Write out word for word the stretch from the line containing "Dear assistant, the user would like the brown" through the line containing "[238,508,280,645]", leaving out the pictures.

LISTING:
────────────────────────────────────────

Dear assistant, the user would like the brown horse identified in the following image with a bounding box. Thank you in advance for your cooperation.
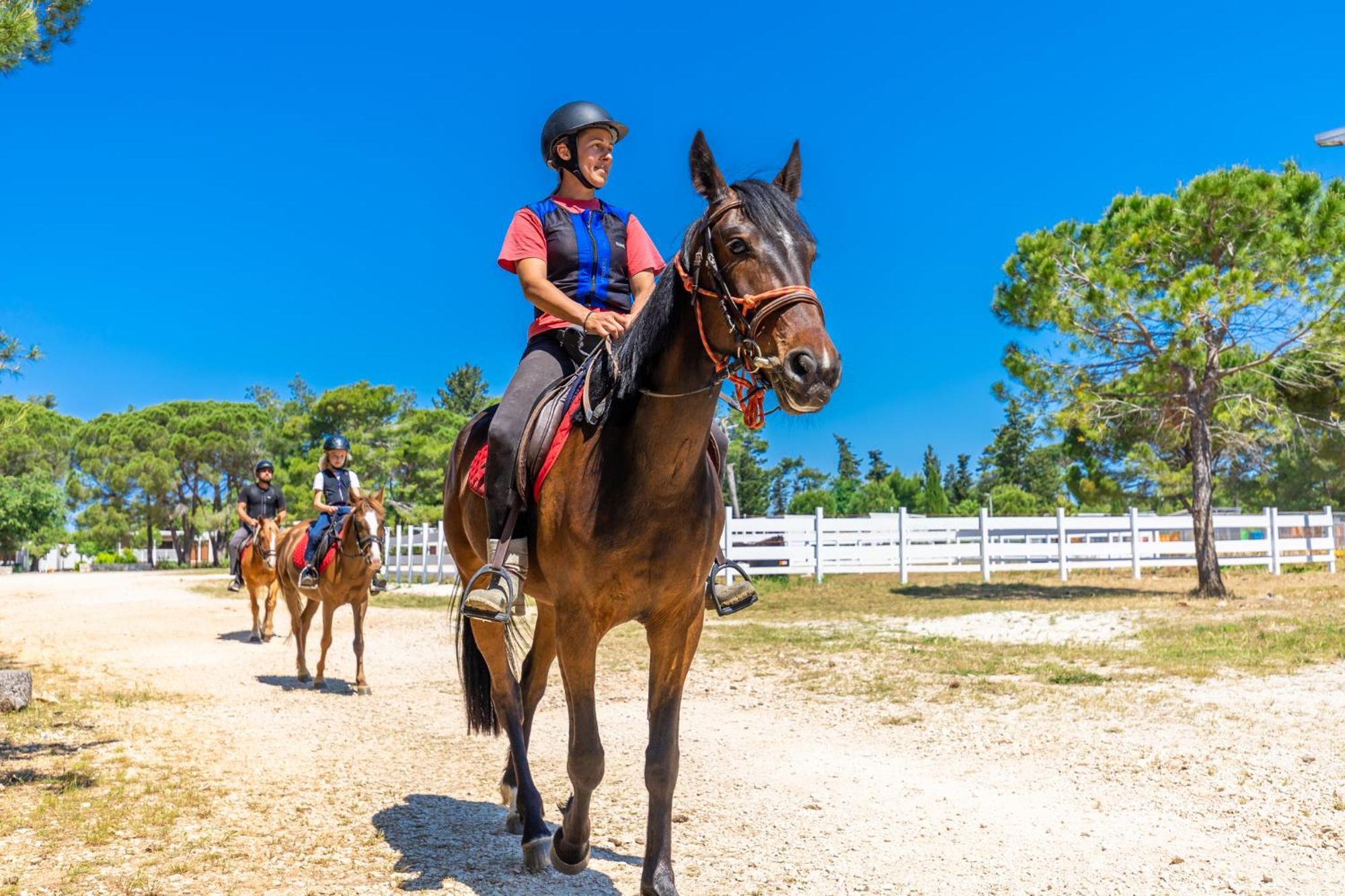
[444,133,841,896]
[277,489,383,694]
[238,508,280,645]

────────────────────────────────────────

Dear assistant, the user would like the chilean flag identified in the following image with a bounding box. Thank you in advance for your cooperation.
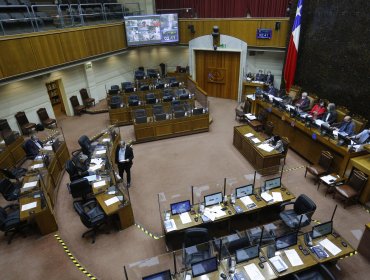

────────────────────────────────────────

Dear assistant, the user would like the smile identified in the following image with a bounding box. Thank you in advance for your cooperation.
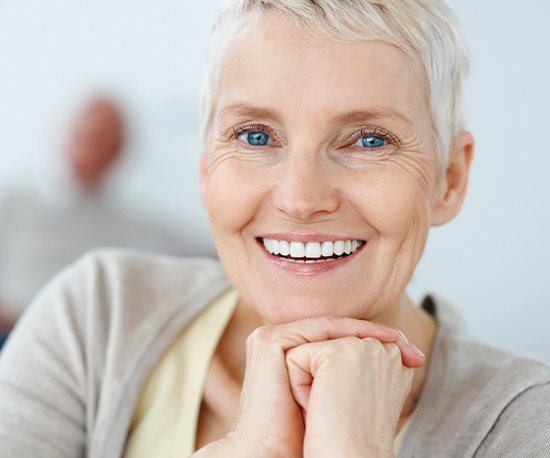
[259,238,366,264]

────────────────────────────────────────

EXERCISE ANSWER:
Dear assistant, the user would like the brown horse identified in the following image with a bounding box. Thank you in advance for your cooperation.
[444,133,841,896]
[277,489,383,694]
[238,508,280,645]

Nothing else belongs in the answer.